Reproduce the data below with every "retail shelf audit" changed to "city bridge survey" and everything else left untouched.

== Data to use ==

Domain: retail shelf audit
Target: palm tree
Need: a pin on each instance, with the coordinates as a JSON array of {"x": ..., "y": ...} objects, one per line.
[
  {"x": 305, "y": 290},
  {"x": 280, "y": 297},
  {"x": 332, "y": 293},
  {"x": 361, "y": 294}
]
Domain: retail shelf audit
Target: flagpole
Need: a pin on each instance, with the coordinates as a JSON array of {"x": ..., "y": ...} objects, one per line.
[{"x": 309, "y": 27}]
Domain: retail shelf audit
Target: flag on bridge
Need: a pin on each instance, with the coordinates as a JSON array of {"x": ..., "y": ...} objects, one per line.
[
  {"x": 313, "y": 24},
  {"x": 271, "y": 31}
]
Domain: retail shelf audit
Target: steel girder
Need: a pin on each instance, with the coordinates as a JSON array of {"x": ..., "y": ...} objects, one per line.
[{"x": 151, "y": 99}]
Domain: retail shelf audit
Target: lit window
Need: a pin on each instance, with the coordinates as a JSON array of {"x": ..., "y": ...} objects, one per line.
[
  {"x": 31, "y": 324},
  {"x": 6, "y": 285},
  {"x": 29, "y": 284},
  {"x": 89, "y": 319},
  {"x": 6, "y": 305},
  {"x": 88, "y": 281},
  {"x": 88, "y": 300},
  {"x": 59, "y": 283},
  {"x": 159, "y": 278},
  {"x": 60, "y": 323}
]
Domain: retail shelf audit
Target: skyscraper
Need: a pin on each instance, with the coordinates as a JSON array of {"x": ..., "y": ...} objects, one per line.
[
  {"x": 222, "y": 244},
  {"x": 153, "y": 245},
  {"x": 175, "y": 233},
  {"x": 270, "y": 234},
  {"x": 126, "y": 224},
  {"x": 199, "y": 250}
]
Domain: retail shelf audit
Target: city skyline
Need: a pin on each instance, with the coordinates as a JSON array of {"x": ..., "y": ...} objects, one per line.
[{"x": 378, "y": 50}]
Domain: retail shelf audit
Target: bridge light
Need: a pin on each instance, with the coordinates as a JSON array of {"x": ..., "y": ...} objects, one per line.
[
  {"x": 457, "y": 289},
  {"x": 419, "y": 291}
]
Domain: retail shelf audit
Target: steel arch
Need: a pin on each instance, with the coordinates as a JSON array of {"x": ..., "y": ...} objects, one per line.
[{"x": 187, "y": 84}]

===

» **Result for this exercise**
Domain: city bridge survey
Target: palm tree
Need: a pin on each instance, with the coordinates as a JSON array of {"x": ..., "y": ...} objects, one per line.
[
  {"x": 305, "y": 290},
  {"x": 280, "y": 297},
  {"x": 332, "y": 293},
  {"x": 361, "y": 294}
]
Domain: city bridge survey
Target: flagpole
Need: a pin on each instance, with the coordinates as a JSON array of {"x": ..., "y": ...} objects, one per line.
[{"x": 309, "y": 27}]
Domain: city bridge survey
Target: flag on bridge
Need: a pin on each instance, with the coordinates as a JSON array of {"x": ..., "y": ...} objects, one per line.
[
  {"x": 313, "y": 24},
  {"x": 271, "y": 31}
]
Domain: city bridge survey
Target: steel girder
Need: a pin on each instance, with the coordinates as a JSON array of {"x": ..., "y": ...} objects, one per line.
[{"x": 151, "y": 99}]
Domain: city bridge survey
Target: lit window
Need: a pin on each instance, with the coordinates as a JSON array of {"x": ..., "y": ...} objects, one per line.
[
  {"x": 31, "y": 324},
  {"x": 6, "y": 285},
  {"x": 29, "y": 284},
  {"x": 89, "y": 319},
  {"x": 6, "y": 305},
  {"x": 88, "y": 281},
  {"x": 88, "y": 300},
  {"x": 59, "y": 283},
  {"x": 159, "y": 278},
  {"x": 60, "y": 323}
]
Domain: city bridge survey
Target: skyscraper
Need: a pin on each instance, with the coordinates as a JSON array of {"x": ..., "y": ...} objects, one per line.
[
  {"x": 222, "y": 244},
  {"x": 153, "y": 245},
  {"x": 175, "y": 233},
  {"x": 270, "y": 234},
  {"x": 126, "y": 224},
  {"x": 199, "y": 250}
]
Domain: city bridge survey
Target: city skyline
Need: a pin on each instance, with the coordinates as a JSON array of {"x": ..., "y": ...} objects, one per line.
[{"x": 378, "y": 50}]
Domain: city bridge survey
Target: bridge light
Need: a pin on each instance, with the coordinates as a JSON array of {"x": ..., "y": ...} objects, one per line.
[
  {"x": 457, "y": 289},
  {"x": 419, "y": 291}
]
Domain: city bridge survey
Target: steel arch
Need: a pin on each instance, with the coordinates as a JSON array of {"x": ..., "y": ...} objects, one per line.
[{"x": 187, "y": 84}]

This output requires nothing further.